* Brief *
The answer should be a single number: how many lines in the material contain "along".

* Exercise inputs *
'''

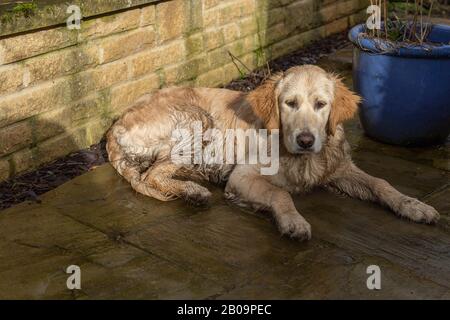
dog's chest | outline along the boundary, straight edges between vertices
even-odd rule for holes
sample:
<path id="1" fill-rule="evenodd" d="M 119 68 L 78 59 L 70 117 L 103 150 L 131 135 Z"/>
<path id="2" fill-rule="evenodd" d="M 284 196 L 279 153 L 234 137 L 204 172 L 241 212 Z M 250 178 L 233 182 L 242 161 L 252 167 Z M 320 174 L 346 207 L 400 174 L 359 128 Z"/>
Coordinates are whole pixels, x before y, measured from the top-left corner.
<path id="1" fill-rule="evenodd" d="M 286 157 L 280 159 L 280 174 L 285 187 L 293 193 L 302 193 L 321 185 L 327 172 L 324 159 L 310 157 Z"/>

'''
'''

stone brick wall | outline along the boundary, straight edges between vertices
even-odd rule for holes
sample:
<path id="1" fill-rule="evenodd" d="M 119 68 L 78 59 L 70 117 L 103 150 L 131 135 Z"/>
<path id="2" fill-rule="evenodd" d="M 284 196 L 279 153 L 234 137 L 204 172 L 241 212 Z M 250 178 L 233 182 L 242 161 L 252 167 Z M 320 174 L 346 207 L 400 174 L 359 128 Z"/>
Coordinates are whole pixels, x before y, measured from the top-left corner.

'''
'''

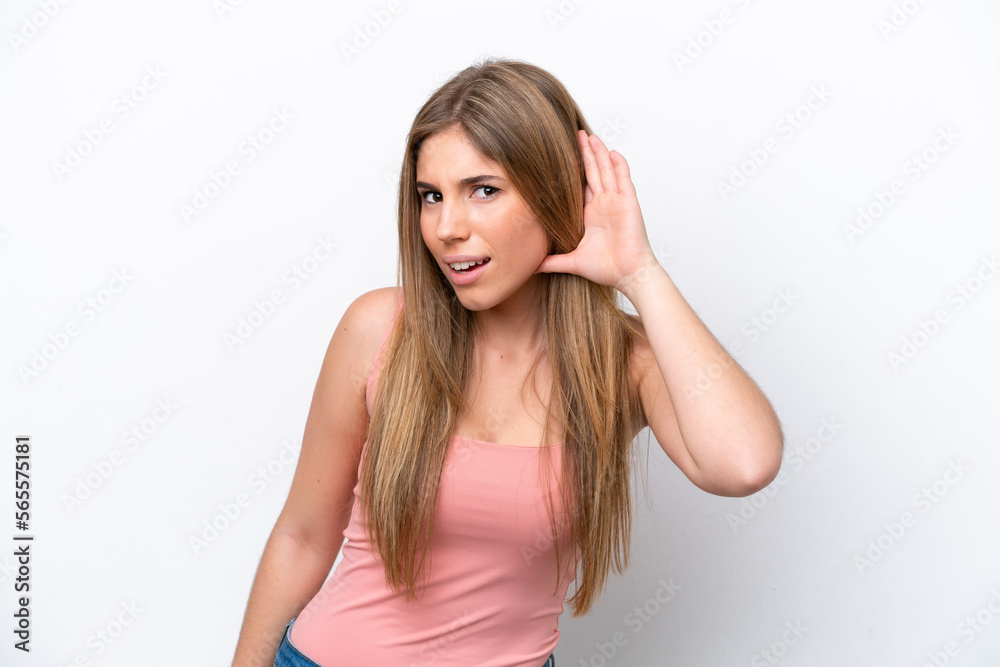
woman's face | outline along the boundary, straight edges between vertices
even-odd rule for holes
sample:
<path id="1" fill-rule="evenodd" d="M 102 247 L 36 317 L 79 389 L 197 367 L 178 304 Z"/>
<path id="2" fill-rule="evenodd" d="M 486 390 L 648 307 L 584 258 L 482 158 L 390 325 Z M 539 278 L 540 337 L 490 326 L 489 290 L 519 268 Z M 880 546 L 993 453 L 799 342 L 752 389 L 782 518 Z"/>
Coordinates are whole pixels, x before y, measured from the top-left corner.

'''

* Solution to the exercise *
3